Task details >> Please rewrite all of the material below, changing each "Coordinate format" to "Output format" and leaving everything else as it is.

>> Start

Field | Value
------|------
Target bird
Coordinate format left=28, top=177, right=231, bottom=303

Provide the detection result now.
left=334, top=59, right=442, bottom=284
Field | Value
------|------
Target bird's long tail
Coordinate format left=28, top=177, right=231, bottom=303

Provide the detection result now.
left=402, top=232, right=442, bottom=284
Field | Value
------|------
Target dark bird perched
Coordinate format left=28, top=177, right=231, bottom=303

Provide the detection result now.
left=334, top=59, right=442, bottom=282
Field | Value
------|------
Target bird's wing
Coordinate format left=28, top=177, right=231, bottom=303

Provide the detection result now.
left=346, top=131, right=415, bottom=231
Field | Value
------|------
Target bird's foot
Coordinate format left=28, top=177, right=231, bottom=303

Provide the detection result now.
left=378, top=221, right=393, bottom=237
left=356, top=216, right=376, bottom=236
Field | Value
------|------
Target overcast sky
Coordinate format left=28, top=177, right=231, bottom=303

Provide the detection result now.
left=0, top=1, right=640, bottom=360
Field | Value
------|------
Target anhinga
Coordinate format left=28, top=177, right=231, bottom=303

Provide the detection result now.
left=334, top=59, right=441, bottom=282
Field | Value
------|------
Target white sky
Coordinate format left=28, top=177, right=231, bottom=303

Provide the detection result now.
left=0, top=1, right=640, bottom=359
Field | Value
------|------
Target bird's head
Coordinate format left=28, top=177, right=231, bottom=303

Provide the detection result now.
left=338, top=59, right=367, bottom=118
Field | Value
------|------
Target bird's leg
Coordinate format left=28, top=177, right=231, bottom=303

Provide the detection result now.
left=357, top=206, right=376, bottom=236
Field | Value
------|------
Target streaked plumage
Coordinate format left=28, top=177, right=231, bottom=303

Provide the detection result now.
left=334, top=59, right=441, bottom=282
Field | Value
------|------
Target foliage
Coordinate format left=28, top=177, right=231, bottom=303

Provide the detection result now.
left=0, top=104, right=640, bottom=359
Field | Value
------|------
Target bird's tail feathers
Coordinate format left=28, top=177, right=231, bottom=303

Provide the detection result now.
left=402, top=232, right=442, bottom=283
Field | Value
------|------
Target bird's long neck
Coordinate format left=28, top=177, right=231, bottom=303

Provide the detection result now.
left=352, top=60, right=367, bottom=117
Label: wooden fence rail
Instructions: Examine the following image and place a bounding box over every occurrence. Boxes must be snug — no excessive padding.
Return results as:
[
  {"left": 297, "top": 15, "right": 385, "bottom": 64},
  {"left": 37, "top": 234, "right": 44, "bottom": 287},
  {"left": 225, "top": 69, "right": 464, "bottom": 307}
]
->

>> End

The result >>
Field | Value
------|------
Target bird
Output format left=28, top=177, right=231, bottom=303

Provide the detection result now.
left=334, top=59, right=442, bottom=284
Field | Value
------|------
Target bird's long tail
Output format left=28, top=177, right=231, bottom=303

Provide the detection result now.
left=402, top=232, right=442, bottom=284
Field | Value
------|------
Target dark bird perched
Output format left=28, top=177, right=231, bottom=303

Provide the detection result now.
left=334, top=59, right=442, bottom=282
Field | Value
------|------
Target bird's wing
Output format left=28, top=177, right=231, bottom=303

Provide the detection result now.
left=346, top=131, right=415, bottom=231
Field | Value
------|------
Target bird's foot
Output format left=28, top=177, right=231, bottom=303

Provide the detection result now.
left=378, top=221, right=393, bottom=237
left=356, top=216, right=376, bottom=236
Field | Value
------|------
Target overcast sky
Output format left=28, top=177, right=231, bottom=303

Provide the detection result now.
left=0, top=1, right=640, bottom=360
Field | Value
------|------
Target anhinga
Output format left=28, top=177, right=231, bottom=303

Provide the detection result now.
left=334, top=59, right=441, bottom=282
Field | Value
------|------
Target white sky
Output format left=28, top=177, right=231, bottom=303

Provide the detection result now.
left=0, top=1, right=640, bottom=359
Field | Value
------|------
Target bird's head
Output format left=28, top=177, right=231, bottom=303

Provide the detection result now.
left=338, top=59, right=367, bottom=118
Field | Value
------|------
Target bird's leg
Output format left=28, top=177, right=231, bottom=303

Provide the detection result now.
left=357, top=206, right=376, bottom=236
Field | Value
------|------
Target streaked plumage
Output format left=28, top=177, right=231, bottom=303

Provide the detection result now.
left=334, top=59, right=441, bottom=282
Field | Value
------|------
Target foliage
Output format left=28, top=177, right=231, bottom=303

Provide the detection result now.
left=0, top=104, right=640, bottom=359
Field | Value
------|------
Target bird's tail feathers
Output format left=28, top=177, right=231, bottom=303

Provide the detection result now.
left=402, top=232, right=442, bottom=283
Field | Value
------|------
Target bird's long neck
Output format left=28, top=177, right=231, bottom=303

Provide the detection result now.
left=352, top=60, right=367, bottom=117
Label: wooden fence rail
Instructions: Examine the following image and place a bounding box over every occurrence. Boxes must be snug — no excessive padding.
Return results as:
[
  {"left": 297, "top": 15, "right": 385, "bottom": 64},
  {"left": 37, "top": 234, "right": 44, "bottom": 287},
  {"left": 225, "top": 69, "right": 464, "bottom": 307}
]
->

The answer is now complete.